Extracted entries: Begin

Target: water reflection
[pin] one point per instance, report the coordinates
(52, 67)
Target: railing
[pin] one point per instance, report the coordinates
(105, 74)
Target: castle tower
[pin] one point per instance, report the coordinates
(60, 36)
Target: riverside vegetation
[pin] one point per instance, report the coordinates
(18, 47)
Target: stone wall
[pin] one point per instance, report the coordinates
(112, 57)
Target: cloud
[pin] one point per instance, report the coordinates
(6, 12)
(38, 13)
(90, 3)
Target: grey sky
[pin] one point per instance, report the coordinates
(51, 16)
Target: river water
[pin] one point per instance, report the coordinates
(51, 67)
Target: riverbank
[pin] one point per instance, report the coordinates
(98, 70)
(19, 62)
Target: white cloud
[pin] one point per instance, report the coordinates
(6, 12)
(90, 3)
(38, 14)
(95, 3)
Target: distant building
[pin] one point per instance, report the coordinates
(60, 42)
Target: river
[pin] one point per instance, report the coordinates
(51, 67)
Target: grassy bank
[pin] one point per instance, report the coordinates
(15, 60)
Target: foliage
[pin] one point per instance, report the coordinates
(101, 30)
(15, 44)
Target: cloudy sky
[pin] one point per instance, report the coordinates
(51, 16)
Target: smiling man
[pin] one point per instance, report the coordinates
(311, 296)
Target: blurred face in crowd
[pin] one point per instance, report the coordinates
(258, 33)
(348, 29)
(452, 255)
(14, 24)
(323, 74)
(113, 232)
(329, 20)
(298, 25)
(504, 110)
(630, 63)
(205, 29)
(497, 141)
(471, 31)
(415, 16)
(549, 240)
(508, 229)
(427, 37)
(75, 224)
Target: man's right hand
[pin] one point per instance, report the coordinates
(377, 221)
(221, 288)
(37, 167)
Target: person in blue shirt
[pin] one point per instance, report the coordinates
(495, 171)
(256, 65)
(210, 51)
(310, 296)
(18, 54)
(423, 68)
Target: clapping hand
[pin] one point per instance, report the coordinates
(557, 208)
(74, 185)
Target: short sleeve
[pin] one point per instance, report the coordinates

Extracted entries: End

What is being asked ▸ Print all of the entries exactly, leaving nothing out.

Output of the task ▸
Target: water reflection
[pin] one point per instance, report the coordinates
(52, 67)
Target: railing
[pin] one point per instance, report the coordinates
(105, 74)
Target: castle tower
[pin] one point per instance, report the coordinates
(60, 36)
Target: riverside vegetation
[pin] one point per instance, report the coordinates
(18, 47)
Target: stone wall
[pin] one point per instance, report the coordinates
(112, 57)
Target: cloud
[pin] one point per instance, report the coordinates
(6, 12)
(38, 13)
(90, 3)
Target: grey sky
[pin] one point per instance, report the coordinates
(51, 16)
Target: river water
[pin] one point per instance, report the coordinates
(51, 67)
Target: riverbank
[pin] one point per instance, report the coordinates
(98, 70)
(19, 62)
Target: white cloud
[pin] one point per instance, report the coordinates
(6, 12)
(90, 3)
(38, 14)
(95, 3)
Target: distant building
[pin] one point per instance, report the coordinates
(60, 42)
Target: river
[pin] one point per instance, report the coordinates
(51, 67)
Target: grassy bank
[pin] one point per instance, report the coordinates
(15, 60)
Target: foliage
[pin] one point per instance, report the coordinates
(101, 30)
(15, 44)
Target: cloudy sky
[pin] one point per instance, report the coordinates
(51, 16)
Target: smiling man
[pin] one point per instance, report the coordinates
(311, 296)
Target: blurred face in crowd
[pin] one point per instance, report the coordinates
(258, 33)
(348, 29)
(452, 255)
(14, 24)
(323, 74)
(113, 232)
(329, 20)
(298, 25)
(504, 110)
(630, 63)
(205, 29)
(497, 141)
(471, 31)
(415, 16)
(549, 240)
(508, 229)
(427, 37)
(75, 224)
Target: man's right hand
[pin] one point per instance, report the coordinates
(377, 221)
(221, 288)
(37, 167)
Target: person in blue shirt
[pin] one point per instance, report the coordinates
(495, 171)
(256, 65)
(210, 51)
(310, 296)
(18, 54)
(423, 68)
Target: clapping hand
[pin] one point per instance, report the coordinates
(557, 208)
(74, 185)
Target: short sleeve
[pin] one point per instance, report the coordinates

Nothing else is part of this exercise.